■ **PROBLEM TO SOLVE**
Reproduce all of the records below word for word, leaving out the pictures.

■ **INPUT ROWS**
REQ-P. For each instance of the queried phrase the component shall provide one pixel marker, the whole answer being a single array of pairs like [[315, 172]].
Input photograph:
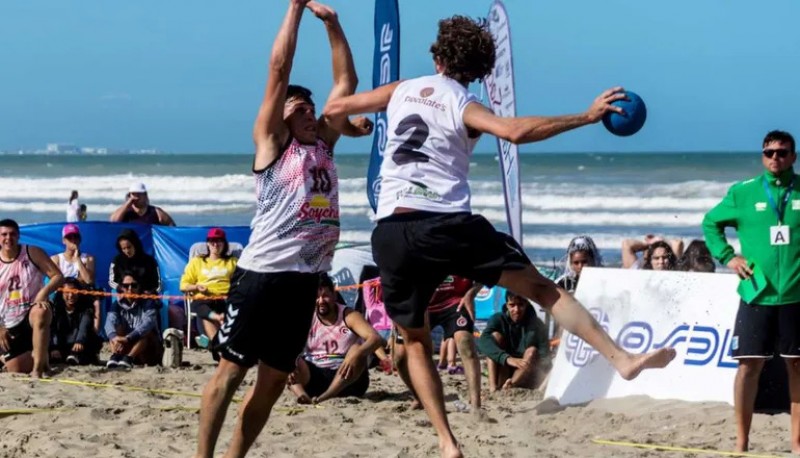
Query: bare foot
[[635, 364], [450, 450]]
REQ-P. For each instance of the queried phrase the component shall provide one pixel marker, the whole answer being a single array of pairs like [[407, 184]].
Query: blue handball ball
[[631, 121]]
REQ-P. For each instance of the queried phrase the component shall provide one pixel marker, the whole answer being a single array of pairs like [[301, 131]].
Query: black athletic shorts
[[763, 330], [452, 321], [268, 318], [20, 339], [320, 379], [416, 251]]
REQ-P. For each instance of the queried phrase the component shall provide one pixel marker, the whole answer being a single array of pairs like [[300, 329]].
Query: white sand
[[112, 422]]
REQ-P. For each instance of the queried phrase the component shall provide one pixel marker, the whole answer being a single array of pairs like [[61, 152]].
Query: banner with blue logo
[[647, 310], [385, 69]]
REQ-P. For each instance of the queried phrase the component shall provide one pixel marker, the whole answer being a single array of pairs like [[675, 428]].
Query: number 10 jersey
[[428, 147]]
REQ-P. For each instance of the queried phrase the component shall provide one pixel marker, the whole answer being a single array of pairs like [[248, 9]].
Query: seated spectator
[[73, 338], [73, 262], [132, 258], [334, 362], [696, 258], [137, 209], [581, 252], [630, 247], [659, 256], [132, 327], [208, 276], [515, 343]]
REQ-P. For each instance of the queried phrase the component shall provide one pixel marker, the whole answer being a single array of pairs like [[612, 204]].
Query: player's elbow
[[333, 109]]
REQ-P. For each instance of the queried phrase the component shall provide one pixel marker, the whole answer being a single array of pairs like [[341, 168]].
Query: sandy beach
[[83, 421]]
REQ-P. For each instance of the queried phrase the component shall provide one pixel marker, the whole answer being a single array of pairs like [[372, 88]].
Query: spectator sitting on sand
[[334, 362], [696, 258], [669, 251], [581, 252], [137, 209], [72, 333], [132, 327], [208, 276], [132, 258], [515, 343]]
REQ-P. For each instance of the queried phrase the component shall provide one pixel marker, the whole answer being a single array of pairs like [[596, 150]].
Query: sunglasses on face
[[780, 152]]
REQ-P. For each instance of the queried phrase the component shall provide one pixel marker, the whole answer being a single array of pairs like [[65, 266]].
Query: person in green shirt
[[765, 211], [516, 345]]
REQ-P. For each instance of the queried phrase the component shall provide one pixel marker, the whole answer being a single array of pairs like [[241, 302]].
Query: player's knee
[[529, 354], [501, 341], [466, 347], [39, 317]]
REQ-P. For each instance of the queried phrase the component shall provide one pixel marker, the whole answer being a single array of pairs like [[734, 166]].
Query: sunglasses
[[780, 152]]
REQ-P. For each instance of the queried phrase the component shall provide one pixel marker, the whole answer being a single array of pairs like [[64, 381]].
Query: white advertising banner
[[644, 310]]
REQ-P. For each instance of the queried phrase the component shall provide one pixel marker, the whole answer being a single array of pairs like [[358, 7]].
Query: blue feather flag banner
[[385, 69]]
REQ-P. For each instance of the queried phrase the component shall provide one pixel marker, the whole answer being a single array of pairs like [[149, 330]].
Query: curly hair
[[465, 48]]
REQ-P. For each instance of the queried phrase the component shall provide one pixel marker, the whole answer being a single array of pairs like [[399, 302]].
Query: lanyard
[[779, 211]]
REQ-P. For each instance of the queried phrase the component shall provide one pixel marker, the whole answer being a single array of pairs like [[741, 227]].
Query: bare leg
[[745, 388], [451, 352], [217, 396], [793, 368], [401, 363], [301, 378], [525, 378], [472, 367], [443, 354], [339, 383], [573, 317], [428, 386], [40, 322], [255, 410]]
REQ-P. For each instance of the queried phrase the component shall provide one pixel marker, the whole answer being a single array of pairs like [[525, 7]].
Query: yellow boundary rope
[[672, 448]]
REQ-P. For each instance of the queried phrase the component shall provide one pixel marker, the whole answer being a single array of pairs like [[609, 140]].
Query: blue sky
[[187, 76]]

■ **CORRECT RESPONSE**
REQ-P. For each instance of the queried phrase the component shall provide one pixel marker, the whole answer being a single array of pairs like [[315, 172]].
Input photograph:
Query: bare foot
[[635, 364], [450, 450]]
REQ-P. For each instance of the queried phrase the component shall provide one pixel marker, the whole answer being a single array of pairs like [[407, 184]].
Query: blue handball ball
[[631, 121]]
REQ-P. For each instance of the queried phrase the component shall provide one pixel marker, the whole answer being a single array of pairs like [[301, 131]].
Query: black athletic shorts
[[763, 330], [452, 321], [268, 318], [20, 339], [320, 379], [416, 251]]
REQ-P. For each instance of the queried phrase the component shall provide one pixel marker, the whole answer being a single array of pairs like [[300, 329]].
Query: white sand
[[112, 422]]
REQ-P. For each instance of the queried phrase the component shall provide one pixel marker, the whole answer being a single array of pairs like [[61, 152]].
Query: banner with blue logo
[[647, 310], [385, 69]]
REQ-P. For each instance of the queried phrase the component shall provide one pixel marker, the whole answer being a single array of pairs like [[675, 428]].
Query: number 10 jersey
[[428, 147]]
REQ-P. For each instance of the queried phrase the component shall provide one pixel marker, the whole answer being a single array of pairs like [[248, 9]].
Query: seated spectator
[[73, 338], [73, 262], [132, 258], [334, 362], [696, 258], [137, 209], [581, 252], [630, 247], [659, 256], [132, 327], [208, 276], [515, 343]]
REQ-P. For each instance of the queried phrase the component shall provide one pixel marker, the whole answer being a single array of pairs like [[612, 204]].
Query: player's elbow
[[333, 109]]
REQ-P. For each instance of the queried phrase the component shall provide one pixel marker, the whole answer being a single array of pairs like [[341, 168]].
Query: sandy beach
[[83, 421]]
REQ-P. For each instance of the queried phrase the component shall provide one pixel marker, the whole answer being a single array of pairs like [[372, 88]].
Query: spectator sitting on sand
[[334, 362], [696, 258], [669, 251], [581, 252], [137, 209], [72, 333], [132, 327], [208, 276], [132, 258], [515, 343]]
REQ-P. For each instance of the queried phrase the component shall provide one pixel marker, the whole answer being a single array of pairs like [[596, 150]].
Query: sunglasses on face
[[780, 152]]
REQ-P. For each instance of the queried phrase the component shall provide one pixel marker, the whole answer being a single array of pairs like [[65, 266]].
Query: person in green shirt
[[765, 211], [516, 345]]
REQ-P. For each instance of the queried phrase the component shall provide one pixel marker, the whole answer being a single array of pairs like [[241, 302]].
Query: player's knee
[[529, 354], [501, 341], [466, 347], [39, 317]]
REQ-P. For each instance of the queried phrase the component shall provide one pixel marker, the whole answer being a single array of pairs like [[734, 166]].
Query: sunglasses
[[780, 152]]
REQ-P. For each instance of the queried phrase the component shall provide one pixel marker, the whole answer being a single array of pairs like [[64, 381]].
Query: white advertising banner
[[644, 310]]
REQ-P. For each instance of the queried phrase the component shall provide one pixel marker, the whole answer being a single array of pairs like [[358, 7]].
Query: blue feather flag banner
[[385, 69]]
REQ-P. For each instance of the queried phrase the component shall provide one pixel marker, the whole answer being a single array of pairs like [[149, 330]].
Query: curly hair
[[465, 48]]
REQ-P. For each instance of the queried phrase the component shall provide one pixel marker, the whole answer being a single array of pairs like [[399, 302]].
Query: lanyard
[[779, 211]]
REQ-P. For each instance of the queried phrase the component shall provide one pixel marker, the whole answer being a single array of pairs like [[741, 227]].
Query: bare leg
[[745, 388], [451, 352], [217, 396], [793, 368], [401, 363], [301, 378], [525, 378], [472, 367], [443, 354], [339, 383], [573, 317], [428, 386], [40, 322], [255, 410]]
REQ-P. For each instance of the queried phrase the component shall provide one pixel marker, the whole answer being a single array of pairs like [[525, 7]].
Query: yellow boundary rope
[[672, 448]]
REQ-P. For each instance of the queried phrase the component shall provide one pixel marker, the whole answer being a single array of pairs like [[609, 140]].
Query: blue sky
[[187, 76]]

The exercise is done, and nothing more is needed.